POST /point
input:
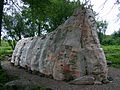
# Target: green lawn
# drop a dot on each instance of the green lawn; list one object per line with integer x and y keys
{"x": 113, "y": 54}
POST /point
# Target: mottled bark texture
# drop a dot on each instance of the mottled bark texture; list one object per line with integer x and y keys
{"x": 71, "y": 52}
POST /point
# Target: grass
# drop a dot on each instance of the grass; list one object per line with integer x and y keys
{"x": 6, "y": 50}
{"x": 112, "y": 53}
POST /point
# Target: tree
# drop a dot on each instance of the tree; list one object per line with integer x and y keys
{"x": 50, "y": 14}
{"x": 1, "y": 13}
{"x": 101, "y": 29}
{"x": 116, "y": 33}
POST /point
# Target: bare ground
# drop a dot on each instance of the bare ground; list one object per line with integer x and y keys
{"x": 61, "y": 85}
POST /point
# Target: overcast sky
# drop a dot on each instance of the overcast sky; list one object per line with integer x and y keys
{"x": 108, "y": 11}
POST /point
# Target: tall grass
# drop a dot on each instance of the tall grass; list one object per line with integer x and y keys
{"x": 112, "y": 53}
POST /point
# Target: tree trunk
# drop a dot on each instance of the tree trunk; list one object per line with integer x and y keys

····················

## TASK STATEMENT
Each line from the one that holds "# Target: grass" to the end of the records above should be transcribed exactly, both ends included.

## WRITTEN ANSWER
# Target: grass
# drop a dot on each instance of the grass; list one object per line with integer x and y keys
{"x": 6, "y": 50}
{"x": 112, "y": 53}
POST /point
# Target: tree
# drop a dot on each instance of the tree; list one object per line with integer x and y keys
{"x": 50, "y": 14}
{"x": 1, "y": 13}
{"x": 101, "y": 29}
{"x": 116, "y": 33}
POST /point
# Target: bare ground
# drop a dot on each instance of the bare ground; list one object per line with integer x and y keys
{"x": 61, "y": 85}
POST /point
# Target: overcast sky
# drop a dot on each instance of the overcast sky; list one object per line with integer x and y keys
{"x": 108, "y": 11}
POST /point
# Target: tall grass
# drop a dot on each instance of the tall grass; list one object per line with integer x and y keys
{"x": 112, "y": 53}
POST /point
# Target: tree trunk
# drop a dot on each instance of the tree trunk; list one object per line with integer x and y keys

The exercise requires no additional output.